> **Goal**
Reproduce only the lines that run from the line with "# draw the outline of every instance of the ripples" to the last line of the material, both ends included, exactly as they appear.

> **Boundary labeling items**
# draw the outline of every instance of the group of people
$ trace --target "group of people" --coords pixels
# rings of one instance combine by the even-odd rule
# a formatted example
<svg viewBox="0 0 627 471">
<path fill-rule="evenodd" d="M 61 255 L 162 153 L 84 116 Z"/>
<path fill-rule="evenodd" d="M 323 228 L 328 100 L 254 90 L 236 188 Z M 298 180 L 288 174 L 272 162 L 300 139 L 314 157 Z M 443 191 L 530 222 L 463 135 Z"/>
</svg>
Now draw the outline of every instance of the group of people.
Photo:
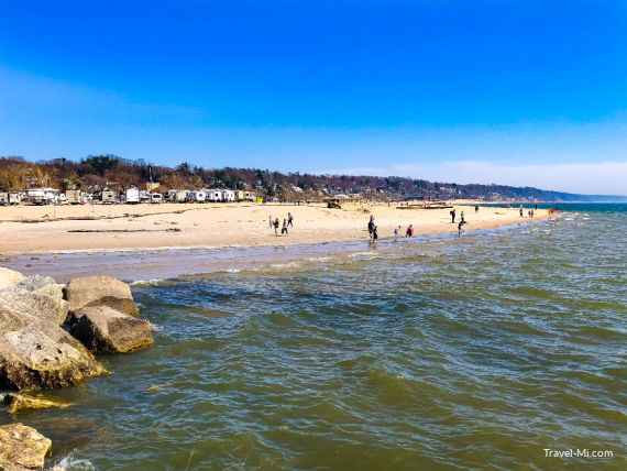
<svg viewBox="0 0 627 471">
<path fill-rule="evenodd" d="M 367 222 L 367 232 L 371 242 L 376 243 L 378 241 L 378 229 L 374 223 L 374 216 L 370 217 L 370 220 Z M 400 226 L 394 229 L 394 240 L 397 240 L 399 236 L 400 236 Z M 414 236 L 414 224 L 409 224 L 409 227 L 405 231 L 405 237 L 408 238 L 408 242 L 411 241 L 413 236 Z"/>
<path fill-rule="evenodd" d="M 280 226 L 280 222 L 278 221 L 278 218 L 273 219 L 272 216 L 268 216 L 268 223 L 270 223 L 270 228 L 274 228 L 274 234 L 276 237 L 278 237 L 278 227 Z M 280 236 L 289 236 L 287 232 L 287 228 L 294 228 L 294 216 L 292 216 L 292 212 L 287 213 L 287 218 L 283 219 L 283 227 L 280 228 Z"/>
</svg>

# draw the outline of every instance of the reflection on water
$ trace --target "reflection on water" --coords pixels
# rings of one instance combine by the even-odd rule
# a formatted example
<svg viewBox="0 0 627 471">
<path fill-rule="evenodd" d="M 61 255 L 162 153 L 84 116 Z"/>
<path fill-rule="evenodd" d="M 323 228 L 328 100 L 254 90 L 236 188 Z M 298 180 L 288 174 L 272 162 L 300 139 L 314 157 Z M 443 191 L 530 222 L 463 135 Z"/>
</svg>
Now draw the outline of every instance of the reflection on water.
<svg viewBox="0 0 627 471">
<path fill-rule="evenodd" d="M 19 419 L 75 469 L 620 469 L 624 229 L 587 209 L 135 284 L 154 347 Z"/>
</svg>

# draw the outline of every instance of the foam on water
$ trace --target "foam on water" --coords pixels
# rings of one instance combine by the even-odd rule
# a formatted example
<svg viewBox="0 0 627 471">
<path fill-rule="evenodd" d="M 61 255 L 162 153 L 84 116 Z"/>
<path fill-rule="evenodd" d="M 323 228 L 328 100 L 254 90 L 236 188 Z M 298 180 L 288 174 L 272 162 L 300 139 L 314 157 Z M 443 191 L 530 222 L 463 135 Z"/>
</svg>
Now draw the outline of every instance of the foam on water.
<svg viewBox="0 0 627 471">
<path fill-rule="evenodd" d="M 153 347 L 20 420 L 97 470 L 620 469 L 626 213 L 579 212 L 215 270 L 182 253 L 201 274 L 133 285 Z"/>
</svg>

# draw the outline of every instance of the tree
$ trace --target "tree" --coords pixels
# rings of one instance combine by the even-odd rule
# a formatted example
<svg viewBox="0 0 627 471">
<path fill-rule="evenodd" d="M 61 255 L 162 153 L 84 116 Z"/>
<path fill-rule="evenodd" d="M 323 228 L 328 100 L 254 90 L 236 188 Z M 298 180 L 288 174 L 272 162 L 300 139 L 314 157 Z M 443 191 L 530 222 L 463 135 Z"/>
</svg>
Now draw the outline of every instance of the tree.
<svg viewBox="0 0 627 471">
<path fill-rule="evenodd" d="M 105 172 L 118 166 L 120 157 L 117 155 L 89 155 L 85 163 L 91 166 L 100 176 L 103 176 Z"/>
</svg>

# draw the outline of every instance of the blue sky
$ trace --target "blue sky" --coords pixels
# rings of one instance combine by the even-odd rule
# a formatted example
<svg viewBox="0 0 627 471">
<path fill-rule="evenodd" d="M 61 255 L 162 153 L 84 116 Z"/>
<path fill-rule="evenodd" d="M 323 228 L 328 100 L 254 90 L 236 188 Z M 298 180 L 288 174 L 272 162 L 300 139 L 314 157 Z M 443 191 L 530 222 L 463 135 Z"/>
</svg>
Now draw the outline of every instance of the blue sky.
<svg viewBox="0 0 627 471">
<path fill-rule="evenodd" d="M 0 155 L 627 194 L 625 1 L 1 11 Z"/>
</svg>

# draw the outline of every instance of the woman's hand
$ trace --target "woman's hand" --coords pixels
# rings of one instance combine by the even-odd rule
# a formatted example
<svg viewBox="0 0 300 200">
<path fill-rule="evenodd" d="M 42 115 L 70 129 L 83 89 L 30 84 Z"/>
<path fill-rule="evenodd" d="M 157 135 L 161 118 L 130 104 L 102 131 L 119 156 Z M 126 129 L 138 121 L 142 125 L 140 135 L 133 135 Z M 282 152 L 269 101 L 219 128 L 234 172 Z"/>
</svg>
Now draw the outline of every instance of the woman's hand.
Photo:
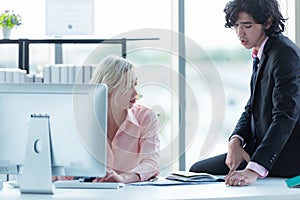
<svg viewBox="0 0 300 200">
<path fill-rule="evenodd" d="M 258 174 L 250 169 L 235 171 L 225 176 L 225 184 L 230 186 L 244 186 L 254 183 Z"/>
<path fill-rule="evenodd" d="M 93 182 L 118 182 L 118 183 L 131 183 L 140 181 L 140 177 L 138 174 L 132 173 L 120 173 L 118 174 L 116 171 L 112 169 L 106 170 L 105 177 L 96 178 Z"/>
</svg>

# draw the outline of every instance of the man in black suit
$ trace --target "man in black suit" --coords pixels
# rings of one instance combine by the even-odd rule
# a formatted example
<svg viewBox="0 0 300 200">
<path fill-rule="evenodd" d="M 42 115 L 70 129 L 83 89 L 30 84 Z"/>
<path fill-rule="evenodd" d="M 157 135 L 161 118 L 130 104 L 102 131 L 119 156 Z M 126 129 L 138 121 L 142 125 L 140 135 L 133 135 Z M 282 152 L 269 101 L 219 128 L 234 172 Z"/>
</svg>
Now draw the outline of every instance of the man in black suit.
<svg viewBox="0 0 300 200">
<path fill-rule="evenodd" d="M 266 176 L 300 174 L 300 50 L 287 37 L 277 0 L 232 0 L 225 27 L 252 49 L 251 96 L 229 138 L 228 153 L 201 160 L 190 171 L 227 174 L 231 186 Z"/>
</svg>

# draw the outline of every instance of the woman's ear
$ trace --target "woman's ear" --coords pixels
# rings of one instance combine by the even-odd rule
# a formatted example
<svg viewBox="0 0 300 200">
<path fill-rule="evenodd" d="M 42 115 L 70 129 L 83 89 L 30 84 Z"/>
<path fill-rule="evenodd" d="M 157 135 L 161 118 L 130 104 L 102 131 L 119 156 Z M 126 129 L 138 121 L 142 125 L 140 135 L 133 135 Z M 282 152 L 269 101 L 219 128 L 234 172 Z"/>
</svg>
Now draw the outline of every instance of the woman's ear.
<svg viewBox="0 0 300 200">
<path fill-rule="evenodd" d="M 266 23 L 264 24 L 265 29 L 269 29 L 272 26 L 273 23 L 273 17 L 269 17 Z"/>
</svg>

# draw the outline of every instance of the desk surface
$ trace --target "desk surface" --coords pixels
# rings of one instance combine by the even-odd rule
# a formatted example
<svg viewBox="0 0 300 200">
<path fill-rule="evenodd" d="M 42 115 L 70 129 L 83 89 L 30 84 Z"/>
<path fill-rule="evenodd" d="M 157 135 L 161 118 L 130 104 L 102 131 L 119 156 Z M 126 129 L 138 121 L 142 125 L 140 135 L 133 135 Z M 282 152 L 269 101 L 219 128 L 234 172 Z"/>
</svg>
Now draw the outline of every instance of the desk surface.
<svg viewBox="0 0 300 200">
<path fill-rule="evenodd" d="M 126 186 L 115 189 L 56 189 L 54 195 L 20 194 L 20 191 L 4 183 L 0 199 L 41 200 L 41 199 L 247 199 L 276 200 L 300 199 L 300 188 L 288 188 L 285 179 L 267 178 L 245 187 L 229 187 L 224 183 L 177 186 Z"/>
</svg>

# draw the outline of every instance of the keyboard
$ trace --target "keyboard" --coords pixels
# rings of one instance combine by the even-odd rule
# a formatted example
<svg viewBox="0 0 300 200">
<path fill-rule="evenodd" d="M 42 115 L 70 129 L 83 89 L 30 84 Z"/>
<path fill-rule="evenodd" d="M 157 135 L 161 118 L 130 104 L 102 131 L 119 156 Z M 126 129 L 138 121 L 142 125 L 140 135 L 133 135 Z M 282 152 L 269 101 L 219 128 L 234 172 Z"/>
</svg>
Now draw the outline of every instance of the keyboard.
<svg viewBox="0 0 300 200">
<path fill-rule="evenodd" d="M 81 180 L 59 180 L 55 181 L 56 188 L 67 189 L 119 189 L 125 187 L 124 183 L 114 182 L 83 182 Z"/>
<path fill-rule="evenodd" d="M 14 188 L 20 187 L 17 181 L 9 181 L 8 184 Z M 55 181 L 54 185 L 57 189 L 119 189 L 125 187 L 124 183 L 83 182 L 82 180 L 59 180 Z"/>
</svg>

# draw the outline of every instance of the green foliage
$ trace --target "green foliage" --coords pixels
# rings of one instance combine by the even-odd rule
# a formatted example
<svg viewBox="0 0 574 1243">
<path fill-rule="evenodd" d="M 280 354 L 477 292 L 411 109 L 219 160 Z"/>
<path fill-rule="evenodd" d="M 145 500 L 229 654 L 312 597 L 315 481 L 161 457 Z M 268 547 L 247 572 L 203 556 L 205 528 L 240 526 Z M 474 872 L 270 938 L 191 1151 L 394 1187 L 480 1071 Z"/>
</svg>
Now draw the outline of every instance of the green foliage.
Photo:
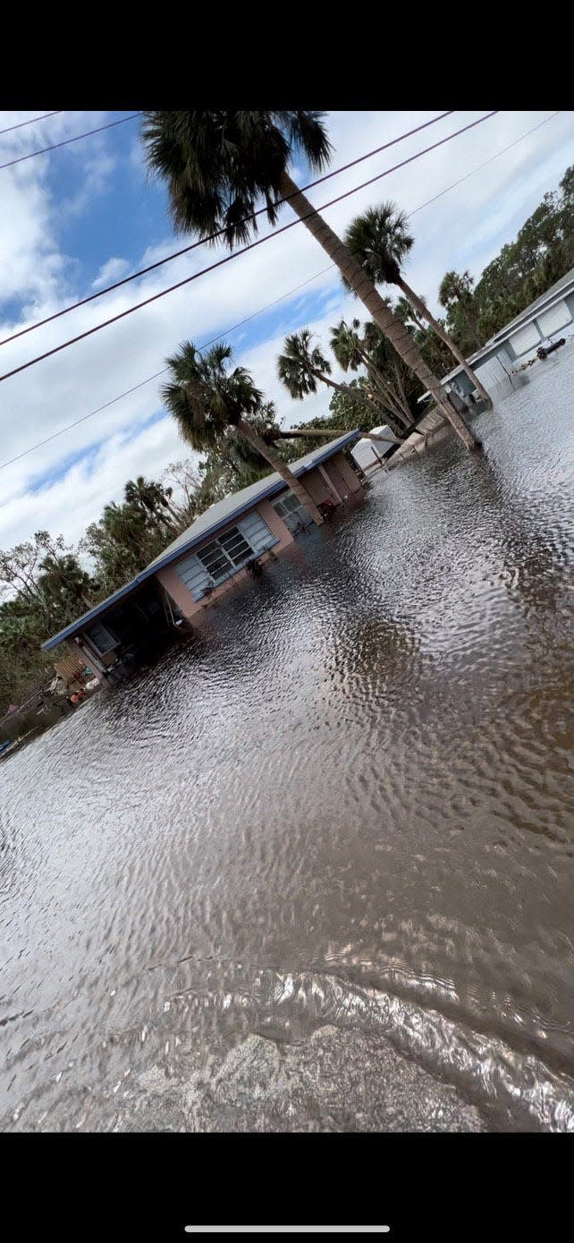
<svg viewBox="0 0 574 1243">
<path fill-rule="evenodd" d="M 559 189 L 544 194 L 519 229 L 502 246 L 472 288 L 468 272 L 446 272 L 439 301 L 446 327 L 465 354 L 485 344 L 509 319 L 574 266 L 574 165 Z"/>
<path fill-rule="evenodd" d="M 186 341 L 165 359 L 170 379 L 162 399 L 194 449 L 212 449 L 230 425 L 261 415 L 263 394 L 245 367 L 230 370 L 231 357 L 231 346 L 211 346 L 200 354 Z"/>
<path fill-rule="evenodd" d="M 406 213 L 390 200 L 357 216 L 344 242 L 373 285 L 399 285 L 400 272 L 415 239 L 406 230 Z"/>
<path fill-rule="evenodd" d="M 309 328 L 293 332 L 285 338 L 283 353 L 277 359 L 277 375 L 296 401 L 317 393 L 317 383 L 327 383 L 330 375 L 330 363 L 313 346 L 313 337 Z"/>
<path fill-rule="evenodd" d="M 230 247 L 245 244 L 257 232 L 257 220 L 246 218 L 261 200 L 275 225 L 281 179 L 291 159 L 302 154 L 316 172 L 329 162 L 323 116 L 303 111 L 145 112 L 145 157 L 152 172 L 166 183 L 174 229 L 203 237 L 224 230 Z"/>
</svg>

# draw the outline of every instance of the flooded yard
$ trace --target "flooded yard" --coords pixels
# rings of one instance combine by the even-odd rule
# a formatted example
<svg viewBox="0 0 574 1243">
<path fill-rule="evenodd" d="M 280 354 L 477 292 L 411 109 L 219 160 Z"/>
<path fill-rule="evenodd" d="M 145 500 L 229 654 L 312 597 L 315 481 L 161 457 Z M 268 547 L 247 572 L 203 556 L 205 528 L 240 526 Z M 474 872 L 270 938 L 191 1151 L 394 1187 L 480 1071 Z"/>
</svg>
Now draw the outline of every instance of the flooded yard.
<svg viewBox="0 0 574 1243">
<path fill-rule="evenodd" d="M 574 1129 L 560 354 L 0 764 L 4 1130 Z"/>
</svg>

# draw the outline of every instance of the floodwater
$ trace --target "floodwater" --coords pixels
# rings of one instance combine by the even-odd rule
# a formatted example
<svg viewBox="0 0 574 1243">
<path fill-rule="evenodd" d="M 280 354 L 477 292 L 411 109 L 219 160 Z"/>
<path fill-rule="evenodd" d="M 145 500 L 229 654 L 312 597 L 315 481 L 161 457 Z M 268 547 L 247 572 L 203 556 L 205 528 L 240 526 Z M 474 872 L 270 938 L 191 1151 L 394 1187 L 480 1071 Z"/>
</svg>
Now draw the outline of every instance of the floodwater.
<svg viewBox="0 0 574 1243">
<path fill-rule="evenodd" d="M 4 1130 L 573 1130 L 574 351 L 0 766 Z"/>
</svg>

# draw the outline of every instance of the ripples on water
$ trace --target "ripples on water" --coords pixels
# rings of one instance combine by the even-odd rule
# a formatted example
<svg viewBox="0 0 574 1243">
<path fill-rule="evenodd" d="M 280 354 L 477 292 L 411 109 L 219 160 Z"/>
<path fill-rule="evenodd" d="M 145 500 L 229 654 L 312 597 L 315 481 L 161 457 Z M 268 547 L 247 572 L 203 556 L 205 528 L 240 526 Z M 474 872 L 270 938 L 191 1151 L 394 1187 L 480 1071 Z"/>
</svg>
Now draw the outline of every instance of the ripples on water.
<svg viewBox="0 0 574 1243">
<path fill-rule="evenodd" d="M 574 1129 L 573 379 L 0 766 L 4 1129 Z"/>
</svg>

> **The output**
# draw the outline of every instance of the ripples on water
$ trace --target "ripples on water" --coords pixels
# rings of one instance combine by the even-odd rule
# a formatted example
<svg viewBox="0 0 574 1243">
<path fill-rule="evenodd" d="M 280 354 L 477 292 L 411 109 L 219 160 Z"/>
<path fill-rule="evenodd" d="M 145 500 L 229 654 L 312 597 L 315 481 L 161 457 Z M 268 547 L 247 572 L 203 556 L 205 528 L 240 526 Z M 474 872 L 270 938 L 191 1151 L 394 1187 L 480 1071 Z"/>
</svg>
Now draw the outline of every instance of the ripples on water.
<svg viewBox="0 0 574 1243">
<path fill-rule="evenodd" d="M 574 1129 L 573 379 L 0 766 L 4 1129 Z"/>
</svg>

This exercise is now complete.